Task objective → List every line in the entries below that contains the word "stem", and copy each of those lines in full.

Material provided →
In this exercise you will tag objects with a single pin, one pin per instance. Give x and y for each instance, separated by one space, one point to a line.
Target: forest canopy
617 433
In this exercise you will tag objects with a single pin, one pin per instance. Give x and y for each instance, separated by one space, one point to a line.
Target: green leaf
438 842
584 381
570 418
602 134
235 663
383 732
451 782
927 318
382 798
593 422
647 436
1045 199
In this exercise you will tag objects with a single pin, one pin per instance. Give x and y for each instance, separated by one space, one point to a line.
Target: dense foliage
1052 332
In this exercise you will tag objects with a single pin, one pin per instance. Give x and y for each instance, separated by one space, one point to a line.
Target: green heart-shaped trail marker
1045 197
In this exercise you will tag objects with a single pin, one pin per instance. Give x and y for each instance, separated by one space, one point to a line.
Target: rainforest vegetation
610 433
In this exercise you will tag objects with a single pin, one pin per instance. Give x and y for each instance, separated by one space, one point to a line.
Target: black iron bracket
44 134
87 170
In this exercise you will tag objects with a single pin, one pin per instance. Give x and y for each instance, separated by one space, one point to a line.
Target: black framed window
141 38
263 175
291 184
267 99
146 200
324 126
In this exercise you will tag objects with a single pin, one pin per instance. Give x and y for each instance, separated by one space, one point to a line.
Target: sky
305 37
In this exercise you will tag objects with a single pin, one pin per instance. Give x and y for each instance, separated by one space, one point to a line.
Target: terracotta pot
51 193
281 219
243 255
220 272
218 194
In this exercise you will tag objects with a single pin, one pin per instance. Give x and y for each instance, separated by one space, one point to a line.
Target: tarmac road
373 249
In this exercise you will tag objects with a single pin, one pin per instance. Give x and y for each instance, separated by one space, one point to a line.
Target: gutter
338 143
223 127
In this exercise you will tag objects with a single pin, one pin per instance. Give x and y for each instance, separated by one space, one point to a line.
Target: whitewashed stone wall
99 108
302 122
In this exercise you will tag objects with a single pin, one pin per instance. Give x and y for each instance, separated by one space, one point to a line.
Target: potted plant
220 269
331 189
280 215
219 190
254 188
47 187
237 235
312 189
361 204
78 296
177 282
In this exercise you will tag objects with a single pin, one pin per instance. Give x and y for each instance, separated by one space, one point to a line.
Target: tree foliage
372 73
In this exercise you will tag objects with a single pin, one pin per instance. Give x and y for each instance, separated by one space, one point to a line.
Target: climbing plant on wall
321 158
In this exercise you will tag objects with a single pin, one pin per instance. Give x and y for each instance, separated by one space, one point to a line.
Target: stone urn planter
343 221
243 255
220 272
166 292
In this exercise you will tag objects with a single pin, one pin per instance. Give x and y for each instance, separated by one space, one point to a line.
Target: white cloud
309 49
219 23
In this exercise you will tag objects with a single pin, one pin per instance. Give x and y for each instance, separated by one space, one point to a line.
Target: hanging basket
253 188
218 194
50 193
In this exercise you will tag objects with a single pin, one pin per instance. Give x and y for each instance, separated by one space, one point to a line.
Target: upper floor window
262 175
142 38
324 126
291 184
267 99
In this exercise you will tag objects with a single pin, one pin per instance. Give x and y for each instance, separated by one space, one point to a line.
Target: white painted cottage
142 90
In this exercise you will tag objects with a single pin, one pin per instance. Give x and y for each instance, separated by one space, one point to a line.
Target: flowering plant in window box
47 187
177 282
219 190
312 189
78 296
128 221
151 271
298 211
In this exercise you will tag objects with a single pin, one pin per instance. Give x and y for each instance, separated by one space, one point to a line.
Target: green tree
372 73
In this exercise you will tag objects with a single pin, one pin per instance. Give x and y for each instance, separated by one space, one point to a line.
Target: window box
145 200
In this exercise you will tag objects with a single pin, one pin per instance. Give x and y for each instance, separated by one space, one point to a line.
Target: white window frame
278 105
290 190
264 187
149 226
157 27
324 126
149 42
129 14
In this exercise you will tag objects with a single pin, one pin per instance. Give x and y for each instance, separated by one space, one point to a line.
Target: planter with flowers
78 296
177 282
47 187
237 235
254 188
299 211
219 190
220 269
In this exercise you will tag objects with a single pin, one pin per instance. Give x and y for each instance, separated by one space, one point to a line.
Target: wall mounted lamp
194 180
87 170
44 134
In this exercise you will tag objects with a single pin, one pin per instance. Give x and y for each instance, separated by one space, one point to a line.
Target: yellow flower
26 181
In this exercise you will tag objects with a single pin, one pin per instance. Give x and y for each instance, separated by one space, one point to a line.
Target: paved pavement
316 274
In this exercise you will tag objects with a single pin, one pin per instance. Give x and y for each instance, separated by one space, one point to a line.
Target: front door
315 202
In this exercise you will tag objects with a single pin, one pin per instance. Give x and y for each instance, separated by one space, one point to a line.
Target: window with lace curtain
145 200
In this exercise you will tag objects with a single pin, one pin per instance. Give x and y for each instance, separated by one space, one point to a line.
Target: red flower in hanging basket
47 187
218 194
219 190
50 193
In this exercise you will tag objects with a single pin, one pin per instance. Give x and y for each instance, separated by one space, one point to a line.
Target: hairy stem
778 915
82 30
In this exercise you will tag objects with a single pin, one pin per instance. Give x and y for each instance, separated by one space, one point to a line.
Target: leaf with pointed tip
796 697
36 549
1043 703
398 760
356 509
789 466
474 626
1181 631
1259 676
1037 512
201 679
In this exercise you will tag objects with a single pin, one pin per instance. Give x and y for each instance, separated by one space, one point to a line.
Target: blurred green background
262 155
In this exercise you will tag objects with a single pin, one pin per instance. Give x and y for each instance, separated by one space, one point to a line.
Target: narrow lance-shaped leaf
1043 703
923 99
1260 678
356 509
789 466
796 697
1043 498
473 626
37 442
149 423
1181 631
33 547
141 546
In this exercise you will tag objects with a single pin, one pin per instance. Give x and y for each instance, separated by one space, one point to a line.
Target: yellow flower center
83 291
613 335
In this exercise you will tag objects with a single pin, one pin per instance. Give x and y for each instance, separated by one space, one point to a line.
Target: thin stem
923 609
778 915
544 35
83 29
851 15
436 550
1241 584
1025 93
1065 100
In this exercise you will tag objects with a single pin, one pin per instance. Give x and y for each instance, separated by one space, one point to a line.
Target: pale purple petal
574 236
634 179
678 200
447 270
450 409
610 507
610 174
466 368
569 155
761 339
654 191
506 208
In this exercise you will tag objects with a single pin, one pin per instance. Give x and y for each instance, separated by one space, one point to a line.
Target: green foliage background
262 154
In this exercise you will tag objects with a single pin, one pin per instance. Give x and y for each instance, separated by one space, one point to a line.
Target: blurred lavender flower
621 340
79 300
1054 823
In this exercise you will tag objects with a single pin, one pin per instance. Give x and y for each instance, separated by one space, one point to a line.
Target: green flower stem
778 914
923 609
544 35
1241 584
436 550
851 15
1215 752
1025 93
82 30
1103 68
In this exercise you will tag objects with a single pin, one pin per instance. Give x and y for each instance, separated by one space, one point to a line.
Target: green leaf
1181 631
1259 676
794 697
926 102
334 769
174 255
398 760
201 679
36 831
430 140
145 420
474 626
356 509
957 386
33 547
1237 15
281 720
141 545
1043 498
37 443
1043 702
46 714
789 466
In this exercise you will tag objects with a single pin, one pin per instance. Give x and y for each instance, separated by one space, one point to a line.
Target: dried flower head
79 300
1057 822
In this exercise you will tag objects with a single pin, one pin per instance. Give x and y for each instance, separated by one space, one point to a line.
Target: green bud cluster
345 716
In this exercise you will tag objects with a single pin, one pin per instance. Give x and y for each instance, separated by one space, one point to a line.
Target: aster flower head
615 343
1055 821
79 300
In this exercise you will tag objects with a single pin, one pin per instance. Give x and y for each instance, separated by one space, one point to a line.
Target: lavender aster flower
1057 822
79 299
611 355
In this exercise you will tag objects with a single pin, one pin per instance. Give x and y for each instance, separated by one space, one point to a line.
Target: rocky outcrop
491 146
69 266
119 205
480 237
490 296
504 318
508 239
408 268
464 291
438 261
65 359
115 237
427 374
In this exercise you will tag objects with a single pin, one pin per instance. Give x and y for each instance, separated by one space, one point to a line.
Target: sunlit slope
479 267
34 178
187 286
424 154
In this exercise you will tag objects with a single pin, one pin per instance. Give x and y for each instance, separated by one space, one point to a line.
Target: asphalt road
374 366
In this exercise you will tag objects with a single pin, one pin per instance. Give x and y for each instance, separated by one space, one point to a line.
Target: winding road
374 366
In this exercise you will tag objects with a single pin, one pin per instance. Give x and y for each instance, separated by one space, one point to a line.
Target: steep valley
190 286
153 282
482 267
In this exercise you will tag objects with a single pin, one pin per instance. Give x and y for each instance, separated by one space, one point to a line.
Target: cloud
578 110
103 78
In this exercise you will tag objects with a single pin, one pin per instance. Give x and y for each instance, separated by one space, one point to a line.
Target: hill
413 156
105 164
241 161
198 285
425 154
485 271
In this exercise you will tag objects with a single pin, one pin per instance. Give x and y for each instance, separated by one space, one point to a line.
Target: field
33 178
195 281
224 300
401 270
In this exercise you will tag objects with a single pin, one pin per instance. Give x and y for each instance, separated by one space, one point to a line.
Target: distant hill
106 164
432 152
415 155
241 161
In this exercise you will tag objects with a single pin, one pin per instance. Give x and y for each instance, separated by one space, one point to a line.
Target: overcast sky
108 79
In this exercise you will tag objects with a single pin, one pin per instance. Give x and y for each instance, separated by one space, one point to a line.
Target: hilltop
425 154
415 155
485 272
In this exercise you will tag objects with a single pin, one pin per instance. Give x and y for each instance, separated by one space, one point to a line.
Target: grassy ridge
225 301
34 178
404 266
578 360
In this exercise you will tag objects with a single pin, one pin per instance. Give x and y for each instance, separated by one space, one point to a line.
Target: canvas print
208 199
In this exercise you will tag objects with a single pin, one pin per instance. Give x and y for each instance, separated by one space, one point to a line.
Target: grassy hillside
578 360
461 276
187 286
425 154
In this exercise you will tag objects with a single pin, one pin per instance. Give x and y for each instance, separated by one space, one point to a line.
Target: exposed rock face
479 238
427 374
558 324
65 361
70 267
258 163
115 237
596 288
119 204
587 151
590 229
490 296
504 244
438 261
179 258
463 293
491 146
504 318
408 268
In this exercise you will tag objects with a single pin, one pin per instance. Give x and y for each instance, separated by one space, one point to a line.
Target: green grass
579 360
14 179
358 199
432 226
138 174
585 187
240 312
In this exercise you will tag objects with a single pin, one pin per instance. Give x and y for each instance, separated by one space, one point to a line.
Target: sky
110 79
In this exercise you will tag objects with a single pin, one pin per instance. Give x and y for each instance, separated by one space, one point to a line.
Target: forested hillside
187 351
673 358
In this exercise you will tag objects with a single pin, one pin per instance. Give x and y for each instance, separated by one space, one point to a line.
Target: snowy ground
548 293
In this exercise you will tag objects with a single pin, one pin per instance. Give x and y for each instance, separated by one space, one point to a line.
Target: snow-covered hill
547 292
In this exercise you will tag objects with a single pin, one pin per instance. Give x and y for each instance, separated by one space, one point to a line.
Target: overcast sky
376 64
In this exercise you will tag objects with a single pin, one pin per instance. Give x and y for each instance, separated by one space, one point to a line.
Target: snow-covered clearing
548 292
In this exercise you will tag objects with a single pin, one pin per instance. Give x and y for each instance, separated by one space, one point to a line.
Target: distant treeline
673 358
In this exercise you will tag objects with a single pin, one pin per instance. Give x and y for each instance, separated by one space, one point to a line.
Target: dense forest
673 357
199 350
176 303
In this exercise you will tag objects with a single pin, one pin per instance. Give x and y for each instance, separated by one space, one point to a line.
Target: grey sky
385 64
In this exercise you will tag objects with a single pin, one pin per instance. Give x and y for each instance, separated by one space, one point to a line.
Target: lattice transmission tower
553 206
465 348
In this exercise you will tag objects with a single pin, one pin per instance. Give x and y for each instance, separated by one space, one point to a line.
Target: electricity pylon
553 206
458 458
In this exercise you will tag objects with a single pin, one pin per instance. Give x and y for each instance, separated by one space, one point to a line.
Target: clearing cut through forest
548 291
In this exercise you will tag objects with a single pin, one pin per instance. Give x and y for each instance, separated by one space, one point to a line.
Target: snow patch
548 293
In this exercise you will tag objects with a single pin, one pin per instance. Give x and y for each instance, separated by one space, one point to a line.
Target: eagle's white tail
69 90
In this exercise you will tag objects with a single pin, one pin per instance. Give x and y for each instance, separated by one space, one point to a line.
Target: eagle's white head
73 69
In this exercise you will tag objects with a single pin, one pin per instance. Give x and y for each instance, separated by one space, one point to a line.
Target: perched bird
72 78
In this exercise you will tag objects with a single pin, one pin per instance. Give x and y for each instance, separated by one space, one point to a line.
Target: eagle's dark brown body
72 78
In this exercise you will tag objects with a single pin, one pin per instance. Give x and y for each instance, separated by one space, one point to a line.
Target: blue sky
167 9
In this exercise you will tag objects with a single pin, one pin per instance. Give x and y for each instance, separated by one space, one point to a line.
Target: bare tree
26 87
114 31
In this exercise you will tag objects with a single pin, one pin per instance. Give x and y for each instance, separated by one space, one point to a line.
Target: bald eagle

Solution for this task →
Target: hairy stem
Target: thin stem
Target: green flower stem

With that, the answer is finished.